After locating "Query: dark wavy hair" in the listing below, copy that line and each one after it exactly, ending with the line that has "[[284, 148], [245, 262], [485, 264], [495, 556]]".

──────── RECORDS SUPPLIED ────────

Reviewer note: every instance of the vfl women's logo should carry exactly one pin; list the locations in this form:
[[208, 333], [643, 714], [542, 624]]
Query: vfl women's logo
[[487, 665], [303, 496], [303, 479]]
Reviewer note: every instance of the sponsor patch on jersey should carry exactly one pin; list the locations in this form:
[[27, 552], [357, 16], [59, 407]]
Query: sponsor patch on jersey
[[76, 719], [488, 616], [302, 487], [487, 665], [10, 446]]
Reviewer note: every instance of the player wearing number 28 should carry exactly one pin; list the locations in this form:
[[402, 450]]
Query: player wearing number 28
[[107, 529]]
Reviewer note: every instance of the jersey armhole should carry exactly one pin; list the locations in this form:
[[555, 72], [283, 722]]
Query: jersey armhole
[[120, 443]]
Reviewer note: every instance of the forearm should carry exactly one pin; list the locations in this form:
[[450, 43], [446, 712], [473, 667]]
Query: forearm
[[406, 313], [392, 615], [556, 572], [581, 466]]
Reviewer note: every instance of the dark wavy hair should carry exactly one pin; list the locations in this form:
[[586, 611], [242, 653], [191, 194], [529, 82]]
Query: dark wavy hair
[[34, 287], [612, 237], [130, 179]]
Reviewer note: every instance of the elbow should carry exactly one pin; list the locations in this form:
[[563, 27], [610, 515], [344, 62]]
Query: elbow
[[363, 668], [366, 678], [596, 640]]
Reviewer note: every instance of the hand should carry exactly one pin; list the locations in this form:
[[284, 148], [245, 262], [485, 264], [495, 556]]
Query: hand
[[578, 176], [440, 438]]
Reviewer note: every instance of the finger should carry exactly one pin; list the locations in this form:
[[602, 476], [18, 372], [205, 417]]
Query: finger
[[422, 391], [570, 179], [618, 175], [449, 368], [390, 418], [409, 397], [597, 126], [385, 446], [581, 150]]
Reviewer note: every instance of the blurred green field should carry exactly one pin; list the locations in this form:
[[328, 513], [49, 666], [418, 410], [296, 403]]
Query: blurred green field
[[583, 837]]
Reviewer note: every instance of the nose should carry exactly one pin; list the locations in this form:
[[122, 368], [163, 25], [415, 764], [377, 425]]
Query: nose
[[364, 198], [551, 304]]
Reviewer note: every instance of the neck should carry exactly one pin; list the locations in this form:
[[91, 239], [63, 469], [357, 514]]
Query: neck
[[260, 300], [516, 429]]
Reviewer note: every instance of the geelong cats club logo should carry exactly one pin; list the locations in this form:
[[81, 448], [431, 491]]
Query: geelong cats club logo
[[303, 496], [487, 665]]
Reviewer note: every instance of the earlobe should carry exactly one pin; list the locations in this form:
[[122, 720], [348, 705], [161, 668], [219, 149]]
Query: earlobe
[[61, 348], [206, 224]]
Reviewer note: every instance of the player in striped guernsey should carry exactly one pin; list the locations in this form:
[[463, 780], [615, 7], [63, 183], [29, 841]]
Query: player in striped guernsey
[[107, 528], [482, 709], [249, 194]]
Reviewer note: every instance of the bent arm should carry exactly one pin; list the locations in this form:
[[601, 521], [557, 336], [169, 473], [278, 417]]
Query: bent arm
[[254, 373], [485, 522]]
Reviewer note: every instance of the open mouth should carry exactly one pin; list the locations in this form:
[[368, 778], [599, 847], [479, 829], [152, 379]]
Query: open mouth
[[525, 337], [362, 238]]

────────

* ANSWER SECTION
Query: dark wavy hair
[[34, 287], [612, 237], [130, 179]]
Reviewer note: every instance of the elbow should carry exactly one pin; list the locations in this form:
[[563, 27], [610, 515], [344, 62]]
Query: elbow
[[363, 668], [366, 678], [596, 640]]
Reviewer note: every instance of the hand should carry exactly one pin; list the locations in this form:
[[284, 148], [245, 262], [485, 264], [495, 556]]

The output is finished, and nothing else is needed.